Problem statement — Your answer must hold only the lines below from the line containing "point: pendant light" through the line containing "point: dining chair", each reproduced exactly.

Input —
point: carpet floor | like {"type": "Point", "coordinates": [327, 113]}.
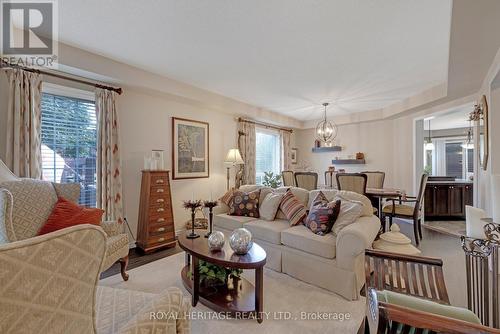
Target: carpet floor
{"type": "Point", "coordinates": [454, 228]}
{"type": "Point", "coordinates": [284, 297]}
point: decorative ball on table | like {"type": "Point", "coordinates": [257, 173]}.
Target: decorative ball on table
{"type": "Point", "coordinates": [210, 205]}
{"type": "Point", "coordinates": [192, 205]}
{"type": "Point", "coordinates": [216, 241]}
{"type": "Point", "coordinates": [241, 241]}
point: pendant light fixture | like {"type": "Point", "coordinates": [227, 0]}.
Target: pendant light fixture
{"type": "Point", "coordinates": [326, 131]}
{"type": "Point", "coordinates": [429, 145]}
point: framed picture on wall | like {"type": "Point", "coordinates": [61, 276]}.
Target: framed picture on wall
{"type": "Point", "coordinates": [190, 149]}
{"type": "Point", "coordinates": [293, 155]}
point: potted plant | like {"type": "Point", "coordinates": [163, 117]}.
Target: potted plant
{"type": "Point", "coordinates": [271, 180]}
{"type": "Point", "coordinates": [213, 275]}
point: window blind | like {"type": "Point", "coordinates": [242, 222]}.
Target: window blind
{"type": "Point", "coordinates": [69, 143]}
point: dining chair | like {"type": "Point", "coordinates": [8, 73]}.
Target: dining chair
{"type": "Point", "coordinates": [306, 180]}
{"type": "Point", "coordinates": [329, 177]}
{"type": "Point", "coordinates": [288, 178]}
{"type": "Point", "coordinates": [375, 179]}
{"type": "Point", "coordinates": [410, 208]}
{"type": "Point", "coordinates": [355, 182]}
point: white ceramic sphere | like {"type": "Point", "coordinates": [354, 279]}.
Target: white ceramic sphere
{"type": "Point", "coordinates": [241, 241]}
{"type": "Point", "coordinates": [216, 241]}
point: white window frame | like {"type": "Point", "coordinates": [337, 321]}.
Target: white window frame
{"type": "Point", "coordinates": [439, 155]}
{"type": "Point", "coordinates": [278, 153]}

Answer to this task —
point: pendant light fixture | like {"type": "Point", "coordinates": [227, 0]}.
Target: pendant light fixture
{"type": "Point", "coordinates": [326, 131]}
{"type": "Point", "coordinates": [429, 145]}
point: framed picture on wall | like {"type": "Point", "coordinates": [61, 276]}.
Target: framed picture on wall
{"type": "Point", "coordinates": [190, 149]}
{"type": "Point", "coordinates": [293, 155]}
point: potted plant | like {"type": "Point", "coordinates": [163, 117]}.
Target: potted plant
{"type": "Point", "coordinates": [271, 180]}
{"type": "Point", "coordinates": [213, 275]}
point: window blind | like {"type": "Point", "coordinates": [242, 222]}.
Target: window blind
{"type": "Point", "coordinates": [69, 143]}
point: dining chair | like {"type": "Point", "coordinates": [8, 73]}.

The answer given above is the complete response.